**WHAT TO PRODUCE:** Please count the lines in the listing below that contain the string "black", with case counting, and reply with the number alone.

(Pointing entries for labeled objects)
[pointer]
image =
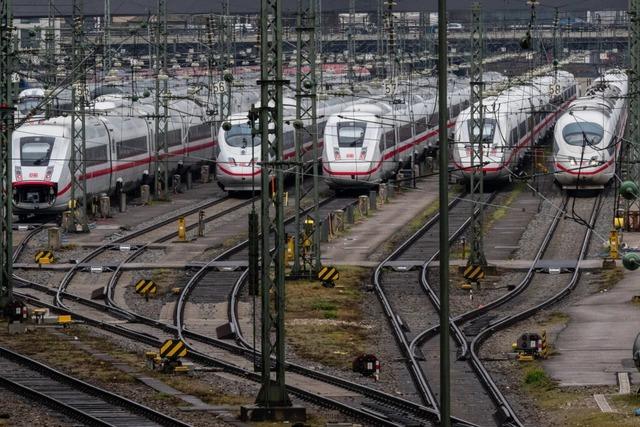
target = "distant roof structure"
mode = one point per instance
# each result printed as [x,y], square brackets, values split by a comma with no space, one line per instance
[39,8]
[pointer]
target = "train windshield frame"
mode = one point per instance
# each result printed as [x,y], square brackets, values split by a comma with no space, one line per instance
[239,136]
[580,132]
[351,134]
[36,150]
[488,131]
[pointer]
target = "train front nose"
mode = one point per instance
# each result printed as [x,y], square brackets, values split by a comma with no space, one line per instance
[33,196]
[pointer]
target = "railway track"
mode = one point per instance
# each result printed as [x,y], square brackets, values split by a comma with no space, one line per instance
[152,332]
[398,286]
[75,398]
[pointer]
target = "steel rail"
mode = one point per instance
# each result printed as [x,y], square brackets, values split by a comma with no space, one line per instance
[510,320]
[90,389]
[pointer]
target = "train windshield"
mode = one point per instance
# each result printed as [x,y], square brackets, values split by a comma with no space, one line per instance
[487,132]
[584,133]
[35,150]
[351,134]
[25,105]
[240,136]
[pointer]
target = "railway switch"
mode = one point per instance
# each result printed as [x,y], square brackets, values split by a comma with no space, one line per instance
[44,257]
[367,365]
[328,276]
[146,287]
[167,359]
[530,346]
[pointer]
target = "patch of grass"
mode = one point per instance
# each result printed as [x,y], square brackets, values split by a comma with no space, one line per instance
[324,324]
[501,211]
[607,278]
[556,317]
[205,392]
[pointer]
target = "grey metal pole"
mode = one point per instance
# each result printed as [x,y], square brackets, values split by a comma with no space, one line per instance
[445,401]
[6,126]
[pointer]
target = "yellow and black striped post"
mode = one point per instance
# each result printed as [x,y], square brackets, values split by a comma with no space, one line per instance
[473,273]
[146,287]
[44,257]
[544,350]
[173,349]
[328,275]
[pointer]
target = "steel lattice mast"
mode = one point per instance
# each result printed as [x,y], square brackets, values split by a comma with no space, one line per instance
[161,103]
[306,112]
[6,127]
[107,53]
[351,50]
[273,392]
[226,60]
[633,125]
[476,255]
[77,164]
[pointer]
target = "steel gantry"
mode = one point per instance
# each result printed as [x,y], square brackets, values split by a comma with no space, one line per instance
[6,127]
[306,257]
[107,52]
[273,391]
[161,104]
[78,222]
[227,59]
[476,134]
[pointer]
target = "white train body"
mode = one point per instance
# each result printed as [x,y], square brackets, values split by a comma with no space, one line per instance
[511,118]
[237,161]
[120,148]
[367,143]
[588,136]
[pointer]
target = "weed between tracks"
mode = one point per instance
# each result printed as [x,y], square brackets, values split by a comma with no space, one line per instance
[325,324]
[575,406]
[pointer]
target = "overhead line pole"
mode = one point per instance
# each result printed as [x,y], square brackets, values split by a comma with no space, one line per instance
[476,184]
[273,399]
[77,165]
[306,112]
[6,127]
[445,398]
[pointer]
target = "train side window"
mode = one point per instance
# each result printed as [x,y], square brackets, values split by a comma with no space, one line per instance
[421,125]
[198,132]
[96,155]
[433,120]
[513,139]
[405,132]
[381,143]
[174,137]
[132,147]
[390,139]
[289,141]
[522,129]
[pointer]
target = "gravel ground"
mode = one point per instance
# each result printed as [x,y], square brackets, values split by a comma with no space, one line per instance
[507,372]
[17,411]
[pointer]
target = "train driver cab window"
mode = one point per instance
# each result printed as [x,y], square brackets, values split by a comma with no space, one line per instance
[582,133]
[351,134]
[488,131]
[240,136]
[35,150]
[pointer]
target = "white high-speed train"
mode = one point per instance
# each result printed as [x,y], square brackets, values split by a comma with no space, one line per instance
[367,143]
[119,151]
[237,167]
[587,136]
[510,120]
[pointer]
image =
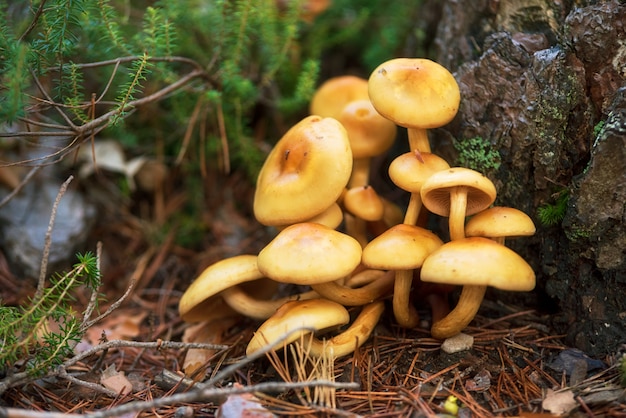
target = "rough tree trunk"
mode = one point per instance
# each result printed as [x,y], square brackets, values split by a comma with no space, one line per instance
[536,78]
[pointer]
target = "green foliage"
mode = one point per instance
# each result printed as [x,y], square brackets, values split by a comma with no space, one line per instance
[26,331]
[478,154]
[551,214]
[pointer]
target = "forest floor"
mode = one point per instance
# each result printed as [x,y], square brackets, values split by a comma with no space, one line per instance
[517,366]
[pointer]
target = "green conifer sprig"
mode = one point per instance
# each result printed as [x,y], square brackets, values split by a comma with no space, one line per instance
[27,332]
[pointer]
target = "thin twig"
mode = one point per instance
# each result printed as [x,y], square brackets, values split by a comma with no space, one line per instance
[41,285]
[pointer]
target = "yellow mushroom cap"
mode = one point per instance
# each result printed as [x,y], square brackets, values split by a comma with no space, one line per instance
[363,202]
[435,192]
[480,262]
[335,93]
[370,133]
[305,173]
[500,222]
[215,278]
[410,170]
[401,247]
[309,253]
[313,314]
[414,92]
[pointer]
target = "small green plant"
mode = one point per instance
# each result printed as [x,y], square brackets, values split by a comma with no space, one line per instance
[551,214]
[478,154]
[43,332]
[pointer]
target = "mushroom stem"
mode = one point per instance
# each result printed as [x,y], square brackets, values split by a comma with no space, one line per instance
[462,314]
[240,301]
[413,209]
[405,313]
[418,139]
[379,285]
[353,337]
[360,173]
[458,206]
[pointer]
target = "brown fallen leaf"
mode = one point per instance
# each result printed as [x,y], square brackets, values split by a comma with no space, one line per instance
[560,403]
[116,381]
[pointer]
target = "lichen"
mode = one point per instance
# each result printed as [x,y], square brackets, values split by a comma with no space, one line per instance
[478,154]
--
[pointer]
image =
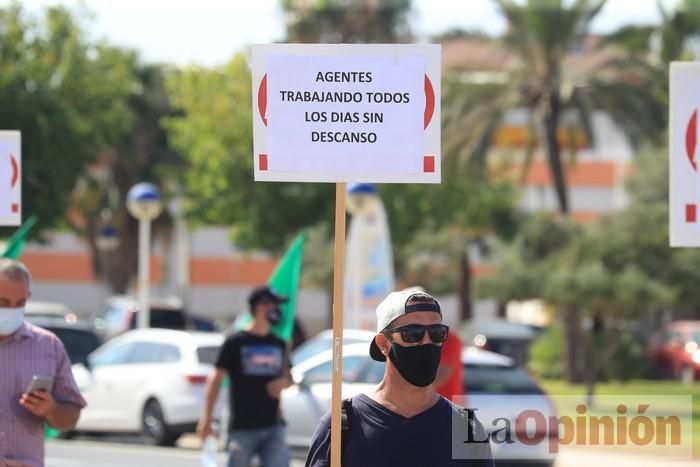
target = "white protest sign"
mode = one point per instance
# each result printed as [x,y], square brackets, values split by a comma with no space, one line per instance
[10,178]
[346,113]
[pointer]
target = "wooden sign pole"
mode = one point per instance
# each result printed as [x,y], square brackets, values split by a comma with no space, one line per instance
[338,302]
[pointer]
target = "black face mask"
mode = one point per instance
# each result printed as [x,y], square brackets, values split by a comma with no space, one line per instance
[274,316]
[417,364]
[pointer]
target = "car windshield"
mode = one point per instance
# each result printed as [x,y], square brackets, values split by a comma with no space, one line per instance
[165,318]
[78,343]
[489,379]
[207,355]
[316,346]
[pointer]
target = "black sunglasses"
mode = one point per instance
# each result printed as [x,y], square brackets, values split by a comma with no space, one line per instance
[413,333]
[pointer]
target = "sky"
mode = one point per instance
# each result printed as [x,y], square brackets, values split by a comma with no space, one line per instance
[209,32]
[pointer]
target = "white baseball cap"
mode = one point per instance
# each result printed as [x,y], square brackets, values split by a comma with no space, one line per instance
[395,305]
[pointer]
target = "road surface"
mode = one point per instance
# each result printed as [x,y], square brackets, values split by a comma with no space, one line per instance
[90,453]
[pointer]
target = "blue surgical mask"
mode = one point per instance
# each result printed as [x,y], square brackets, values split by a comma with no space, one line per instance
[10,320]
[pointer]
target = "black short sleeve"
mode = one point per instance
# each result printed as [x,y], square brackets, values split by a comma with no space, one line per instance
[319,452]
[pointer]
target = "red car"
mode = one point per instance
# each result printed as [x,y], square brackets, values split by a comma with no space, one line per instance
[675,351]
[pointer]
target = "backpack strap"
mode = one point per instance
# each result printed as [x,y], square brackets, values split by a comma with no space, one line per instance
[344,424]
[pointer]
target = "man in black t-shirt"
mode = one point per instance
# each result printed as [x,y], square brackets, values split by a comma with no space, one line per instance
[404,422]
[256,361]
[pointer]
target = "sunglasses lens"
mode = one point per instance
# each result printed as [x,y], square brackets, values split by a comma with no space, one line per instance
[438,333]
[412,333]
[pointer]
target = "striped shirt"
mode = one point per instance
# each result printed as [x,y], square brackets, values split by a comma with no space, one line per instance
--
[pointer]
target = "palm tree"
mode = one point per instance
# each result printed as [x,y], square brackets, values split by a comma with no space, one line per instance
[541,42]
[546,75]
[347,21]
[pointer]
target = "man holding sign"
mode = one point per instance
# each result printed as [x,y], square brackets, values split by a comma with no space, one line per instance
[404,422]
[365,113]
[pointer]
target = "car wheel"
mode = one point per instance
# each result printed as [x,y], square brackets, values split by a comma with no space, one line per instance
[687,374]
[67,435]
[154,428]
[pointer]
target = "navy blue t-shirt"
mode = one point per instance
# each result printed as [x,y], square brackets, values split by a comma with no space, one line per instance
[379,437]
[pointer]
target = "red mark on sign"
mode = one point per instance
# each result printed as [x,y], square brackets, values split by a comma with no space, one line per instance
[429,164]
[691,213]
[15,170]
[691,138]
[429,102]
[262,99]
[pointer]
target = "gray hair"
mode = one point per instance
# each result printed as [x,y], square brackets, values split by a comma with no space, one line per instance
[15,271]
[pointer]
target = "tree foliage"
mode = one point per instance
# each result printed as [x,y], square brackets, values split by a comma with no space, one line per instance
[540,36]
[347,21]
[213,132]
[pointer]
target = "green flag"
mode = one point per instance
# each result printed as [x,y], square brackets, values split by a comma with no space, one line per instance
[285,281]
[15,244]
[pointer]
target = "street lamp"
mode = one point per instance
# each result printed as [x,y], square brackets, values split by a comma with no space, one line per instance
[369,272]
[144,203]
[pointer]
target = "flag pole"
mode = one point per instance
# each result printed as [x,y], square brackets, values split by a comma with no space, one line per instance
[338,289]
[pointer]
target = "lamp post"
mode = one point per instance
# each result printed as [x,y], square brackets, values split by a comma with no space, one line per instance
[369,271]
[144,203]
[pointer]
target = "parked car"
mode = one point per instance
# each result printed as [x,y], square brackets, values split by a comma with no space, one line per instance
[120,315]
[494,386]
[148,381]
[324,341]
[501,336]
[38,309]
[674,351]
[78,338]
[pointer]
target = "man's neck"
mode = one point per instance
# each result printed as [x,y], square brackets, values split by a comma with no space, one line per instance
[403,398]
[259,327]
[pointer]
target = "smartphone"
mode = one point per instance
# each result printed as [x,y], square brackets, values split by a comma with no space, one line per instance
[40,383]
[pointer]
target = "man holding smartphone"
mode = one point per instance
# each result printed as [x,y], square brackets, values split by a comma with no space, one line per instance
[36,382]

**COMPLETE RESPONSE:** 5